* WORK TO DO: Retype the material below line for line, changing nothing.
## BEGIN
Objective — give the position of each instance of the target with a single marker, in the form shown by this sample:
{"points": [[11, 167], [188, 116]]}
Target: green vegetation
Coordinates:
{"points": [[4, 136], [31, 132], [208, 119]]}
## END
* OUTPUT OF THE EXERCISE:
Objective — give the position of each instance of the target with a single marker, in the form shown by this sample:
{"points": [[11, 167], [188, 116]]}
Target: green vegetation
Coordinates:
{"points": [[4, 136], [31, 132], [208, 119]]}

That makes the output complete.